Data drawn from a dataset
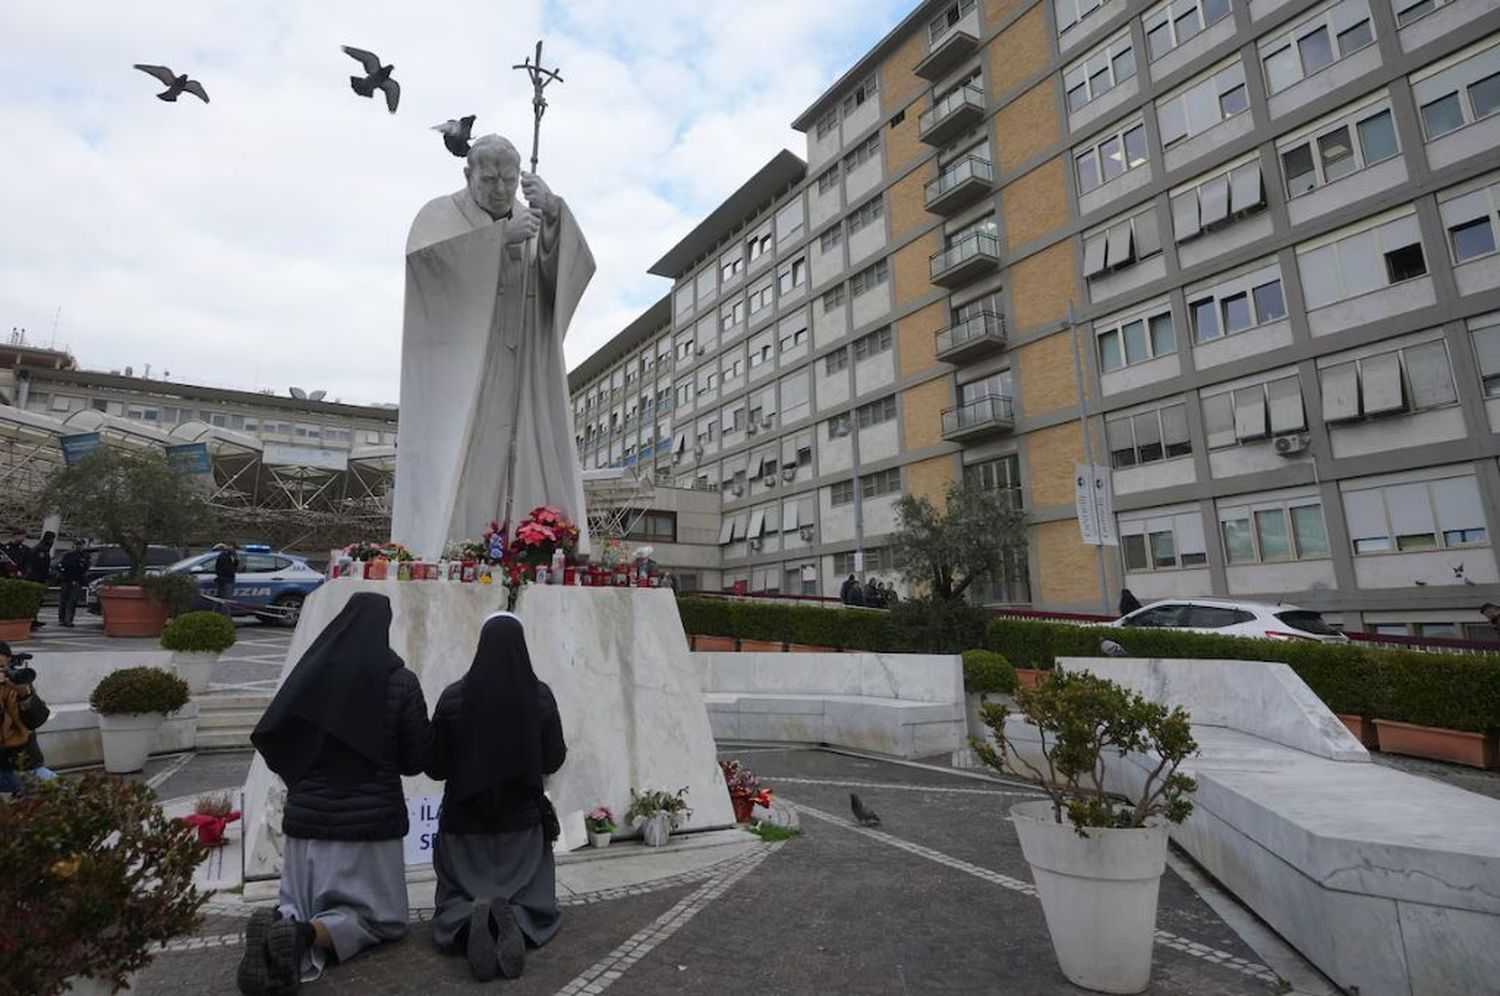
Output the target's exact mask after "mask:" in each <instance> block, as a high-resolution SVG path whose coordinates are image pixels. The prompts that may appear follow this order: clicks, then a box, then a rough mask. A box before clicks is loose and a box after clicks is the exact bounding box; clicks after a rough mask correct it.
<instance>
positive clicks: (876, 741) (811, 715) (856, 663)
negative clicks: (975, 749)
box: [693, 651, 966, 757]
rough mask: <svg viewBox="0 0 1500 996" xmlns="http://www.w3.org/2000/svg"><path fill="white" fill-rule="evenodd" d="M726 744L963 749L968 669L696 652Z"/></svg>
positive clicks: (826, 658)
mask: <svg viewBox="0 0 1500 996" xmlns="http://www.w3.org/2000/svg"><path fill="white" fill-rule="evenodd" d="M693 658H694V661H696V663H697V664H699V669H700V673H702V682H703V703H705V705H706V706H708V718H709V723H711V724H712V729H714V738H715V739H751V741H772V742H802V744H832V745H837V747H850V748H856V750H868V751H874V753H882V754H892V756H898V757H926V756H930V754H942V753H951V751H954V750H957V748H959V747H962V745H963V738H965V729H966V726H965V699H963V667H962V664H960V661H959V658H957V657H954V655H944V654H775V652H727V651H709V652H696V654H693Z"/></svg>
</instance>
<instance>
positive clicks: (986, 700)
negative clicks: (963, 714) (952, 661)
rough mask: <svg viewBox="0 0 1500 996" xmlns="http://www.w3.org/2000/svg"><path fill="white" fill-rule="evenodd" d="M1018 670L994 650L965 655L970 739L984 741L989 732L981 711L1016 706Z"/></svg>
mask: <svg viewBox="0 0 1500 996" xmlns="http://www.w3.org/2000/svg"><path fill="white" fill-rule="evenodd" d="M1016 684H1017V679H1016V669H1014V667H1011V661H1008V660H1005V654H1001V652H996V651H993V649H966V651H963V693H965V703H966V711H968V715H969V736H978V738H981V739H984V738H986V736H987V735H989V729H986V726H984V715H981V712H980V711H981V709H983V708H984V705H987V703H989V702H999V703H1001V705H1013V703H1014V702H1016V700H1014V699H1013V697H1011V696H1013V694H1016Z"/></svg>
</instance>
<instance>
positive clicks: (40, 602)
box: [0, 577, 46, 619]
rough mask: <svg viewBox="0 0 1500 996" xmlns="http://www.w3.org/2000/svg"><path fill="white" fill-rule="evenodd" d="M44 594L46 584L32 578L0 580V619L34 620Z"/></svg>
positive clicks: (35, 617) (41, 604)
mask: <svg viewBox="0 0 1500 996" xmlns="http://www.w3.org/2000/svg"><path fill="white" fill-rule="evenodd" d="M45 594H46V585H39V583H36V582H34V580H15V579H12V577H6V579H3V580H0V619H34V618H36V610H37V609H40V607H42V595H45Z"/></svg>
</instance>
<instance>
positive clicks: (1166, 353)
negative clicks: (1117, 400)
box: [1095, 308, 1178, 374]
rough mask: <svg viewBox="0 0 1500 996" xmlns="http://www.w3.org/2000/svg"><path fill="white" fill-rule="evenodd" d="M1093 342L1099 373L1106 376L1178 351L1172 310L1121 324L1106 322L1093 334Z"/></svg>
mask: <svg viewBox="0 0 1500 996" xmlns="http://www.w3.org/2000/svg"><path fill="white" fill-rule="evenodd" d="M1095 339H1097V341H1098V350H1100V369H1101V371H1103V372H1106V374H1107V372H1110V371H1118V369H1121V368H1122V366H1131V365H1136V363H1145V362H1148V360H1155V359H1157V357H1163V356H1167V354H1169V353H1176V351H1178V335H1176V330H1175V329H1173V326H1172V311H1170V309H1167V308H1161V309H1160V311H1157V312H1154V314H1149V315H1136V317H1133V318H1128V320H1125V321H1121V323H1109V324H1107V326H1106V327H1103V329H1101V330H1100V332H1097V333H1095Z"/></svg>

• TASK REQUIREMENTS
Reproduce the data above verbatim, line for line, omitting the pictures.

• COMPLETED TASK
Output the target's exact mask after "mask:" in each <instance> block, as a high-resolution SVG path whose coordinates are image pixels. The prompts that may appear follow this order: clicks, then a box, then a rough mask. A box before clicks is loose and a box after clicks is the exact bounding box; clicks after a rough mask correct it.
<instance>
positive clicks: (876, 741) (811, 715) (856, 663)
negative clicks: (975, 749)
box: [693, 651, 966, 757]
rough mask: <svg viewBox="0 0 1500 996" xmlns="http://www.w3.org/2000/svg"><path fill="white" fill-rule="evenodd" d="M726 744L963 749L968 669L696 652Z"/></svg>
positive clicks: (826, 658)
mask: <svg viewBox="0 0 1500 996" xmlns="http://www.w3.org/2000/svg"><path fill="white" fill-rule="evenodd" d="M693 658H694V661H696V663H697V664H699V669H700V673H702V682H703V703H705V705H706V706H708V718H709V723H711V724H712V729H714V738H715V739H751V741H772V742H802V744H832V745H837V747H850V748H856V750H868V751H874V753H882V754H892V756H898V757H926V756H930V754H942V753H951V751H954V750H957V748H959V747H962V745H963V738H965V729H966V726H965V699H963V667H962V664H960V661H959V658H957V657H954V655H944V654H775V652H727V651H709V652H696V654H693Z"/></svg>
</instance>
<instance>
positive clicks: (986, 700)
negative clicks: (963, 714) (952, 661)
rough mask: <svg viewBox="0 0 1500 996" xmlns="http://www.w3.org/2000/svg"><path fill="white" fill-rule="evenodd" d="M1018 670L994 650L965 655L970 739L984 741L989 732L981 711L1016 706Z"/></svg>
mask: <svg viewBox="0 0 1500 996" xmlns="http://www.w3.org/2000/svg"><path fill="white" fill-rule="evenodd" d="M1016 684H1017V679H1016V669H1014V667H1011V661H1008V660H1005V654H1001V652H996V651H993V649H966V651H963V693H965V703H966V711H968V715H969V736H978V738H981V739H984V738H986V736H987V735H989V729H986V726H984V715H981V712H980V711H981V709H983V708H984V705H987V703H989V702H999V703H1001V705H1013V703H1014V702H1016V700H1014V699H1013V697H1011V696H1013V694H1016Z"/></svg>
</instance>
<instance>
positive clicks: (40, 602)
box: [0, 577, 46, 619]
rough mask: <svg viewBox="0 0 1500 996" xmlns="http://www.w3.org/2000/svg"><path fill="white" fill-rule="evenodd" d="M44 594L46 584L32 578L0 580V619L34 620Z"/></svg>
positive clicks: (35, 617) (41, 604)
mask: <svg viewBox="0 0 1500 996" xmlns="http://www.w3.org/2000/svg"><path fill="white" fill-rule="evenodd" d="M45 594H46V585H39V583H36V582H34V580H15V579H12V577H6V579H3V580H0V619H34V618H36V610H37V609H40V607H42V595H45Z"/></svg>
</instance>
<instance>
positive clicks: (1166, 353)
negative clicks: (1117, 400)
box: [1095, 308, 1178, 374]
rough mask: <svg viewBox="0 0 1500 996" xmlns="http://www.w3.org/2000/svg"><path fill="white" fill-rule="evenodd" d="M1093 342L1099 373L1106 376L1178 351L1172 310L1121 324L1106 322L1093 334Z"/></svg>
mask: <svg viewBox="0 0 1500 996" xmlns="http://www.w3.org/2000/svg"><path fill="white" fill-rule="evenodd" d="M1095 339H1097V341H1098V350H1100V369H1101V371H1103V372H1106V374H1107V372H1110V371H1118V369H1121V368H1122V366H1131V365H1136V363H1145V362H1148V360H1155V359H1157V357H1163V356H1167V354H1169V353H1176V351H1178V335H1176V330H1175V329H1173V326H1172V311H1170V309H1167V308H1161V309H1160V311H1157V312H1154V314H1149V315H1136V317H1133V318H1128V320H1125V321H1121V323H1109V324H1107V326H1106V327H1103V329H1101V330H1100V332H1097V333H1095Z"/></svg>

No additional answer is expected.